REQUIRED WORK
Can you restate the records below word for word?

RECORD SET section start

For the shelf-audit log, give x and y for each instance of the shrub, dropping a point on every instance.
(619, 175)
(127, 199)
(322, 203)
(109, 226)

RECORD SET section end

EXERCISE SOLUTION
For the shelf-audit log, give x and y for each instance of the shrub, dropping a point on every instance.
(619, 175)
(127, 199)
(322, 203)
(109, 226)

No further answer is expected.